Arto Paasilinna, el gran escritor finlandés, entre sus muchos textos, tiene el libro “Delicioso suicidio en grupo”. Dos hombres se encuentran en un puente a punto de suicidarse. Por motivos de amabilidad se ceden el derecho a saltar. “Primero usted, yo lo sigo”, se dicen varias veces y entonces caen en la cuenta de que puede ser más divertido un suicidio en grupo.
Este libro, claramente humorístico, nos lleva a hablar de aspectos importantes para explicar la muerte autocausada; suponiendo que tenga explicación (que sin duda tendrá repercusiones en el más allá, según la religión, el estado civil y las pensiones alimentarias que deja pendientes el muerto. Quizás éstas últimas nos den una pista de la causa del suicidio). En esta peculiar comedia se forma un grupo amplio de suicidas; esto nos lleva a conocer los motivos de algunos para hacerlo. Unos sufren por aspectos sexuales; otros por aspectos materiales; otros por sus relaciones de pareja. Y también tiene que ver el Estado con toda esta situación de angustia colectiva. En alguna parte Paasilinna dice que el estado finlandés está contribuyendo a mantener el alcoholismo y el abotargamiento de los cuadros medios y superiores de las empresas. El resultado registral de las reuniones de suicidas para organizar la muerte colectiva es un portafolios repleto de fotocopias que nadie abre ni piensa abrir. Una cosa es decir que me quiero morir y otra jalar el gatillo. De suicida parlachín, mucho; de suicida real y efectivo, realmente ninguno, al menos en la novela.
La participación del Estado en lograr condiciones favorables para el libre desarrollo de la personalidad puede llevar a situaciones inadecuadas: si el estado actúa parcialmente y sólo favorece a un sector puede orillar a los componentes de otro a que traten de emular a los generales de la antigüedad que preferían partir al inframundo antes que entregar su tesorito y su honra a los invasores sedientos de carne humana masculina. Claro, suponiendo que la muerte organizada en grupo sea posible en la forma planteada por el autor. Más de uno suponemos que, si de verdad el mundo se va a acabar, las parrandas orgiásticas serían apenas el punto inicial del largo adiós, dirían los noir. Este peculiar grupo de suicidas decide robar un camión para darse muerte de la manera más espectacular que pudiera haber en Finlandia, aprovechando sus montañas y sus paisajes impresionantes para arrojarse al abismo. En el inter puede suceder todo, como bien suponemos en México, donde las deudas bancarias, hacendarias, familiares y hasta estudiantiles nos han vuelto expertos en inventar el hilo negro para no pagar las deudas con el más que clásico refrán: "debo, no niego; pago, no tengo". Al integrarse al suicidio colectivo, hay quien llena las tarjetas de crédito, sabiendo que no las pagará; otros comen desaforadamente sabiendo que ya no importa conservar la dieta ni la figura; algunos se permiten tener una vida sexual apremiante ante el inminente suicidio. Más vale partir descremado que intacto. Por supuesto, en el largo trayecto de los excesos, muchos deciden no morir. Si literariamente los extremos se tocan, el exceso pensado como pase a lo mortuorio fácilmente puede ser un llamado a la vida; o quizás es necesario llegar al último momento, cuando la muerte parece inevitable, para apreciar la vida.

▸ Datos registrados:
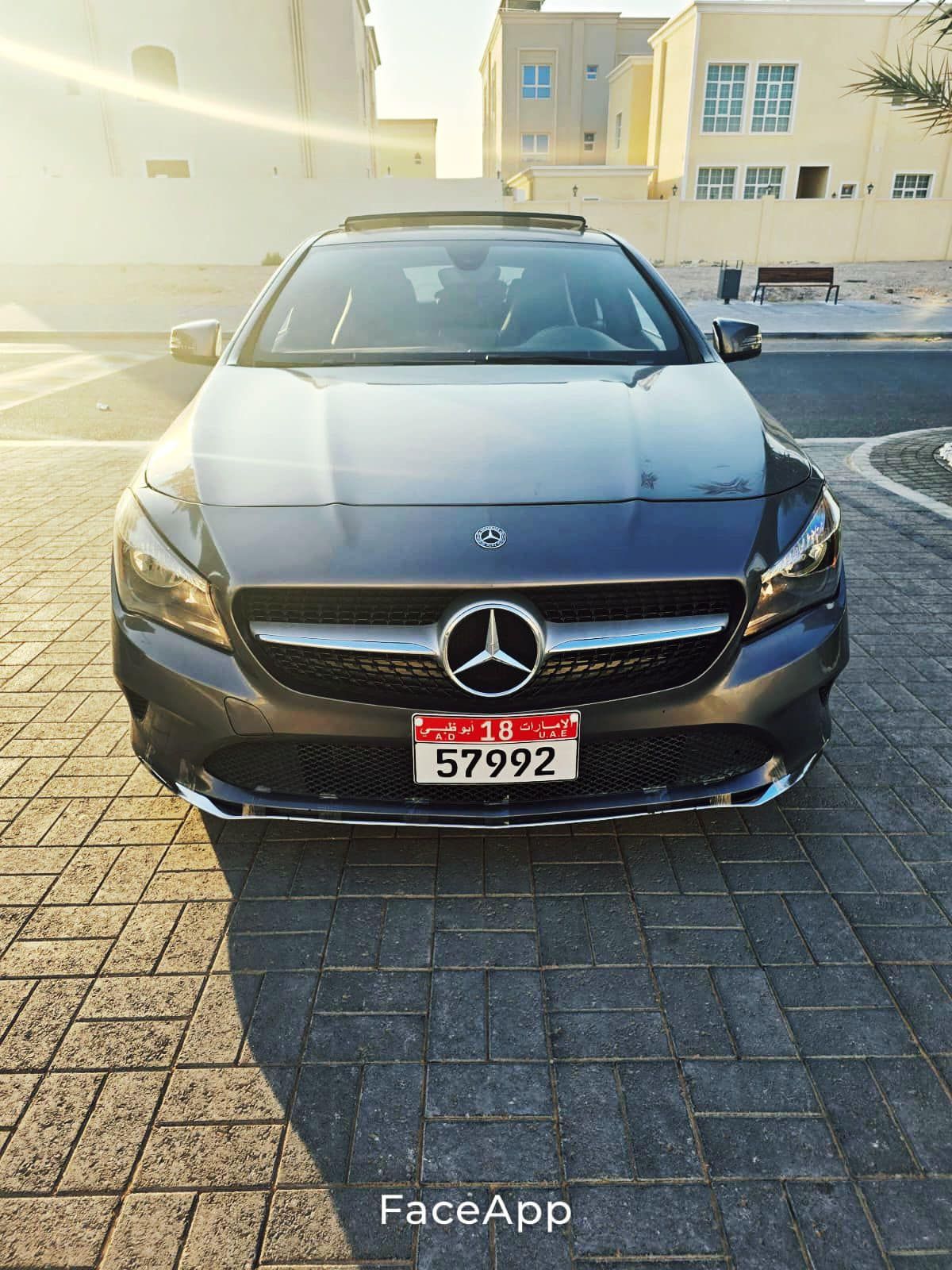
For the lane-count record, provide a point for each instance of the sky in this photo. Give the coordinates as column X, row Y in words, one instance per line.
column 431, row 54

▸ Objetivo del ejercicio: Copia sin cambios el fragmento del texto sobre el libro de Paasilinna que va desde "Arto Paasilinna, el" hasta "suicidio en grupo.", incluidas ambas partes. No necesitas el material para hacer el ejercicio.

▸ Resultado del ejercicio:
Arto Paasilinna, el gran escritor finlandés, entre sus muchos textos, tiene el libro “Delicioso suicidio en grupo”. Dos hombres se encuentran en un puente a punto de suicidarse. Por motivos de amabilidad se ceden el derecho a saltar. “Primero usted, yo lo sigo”, se dicen varias veces y entonces caen en la cuenta de que puede ser más divertido un suicidio en grupo.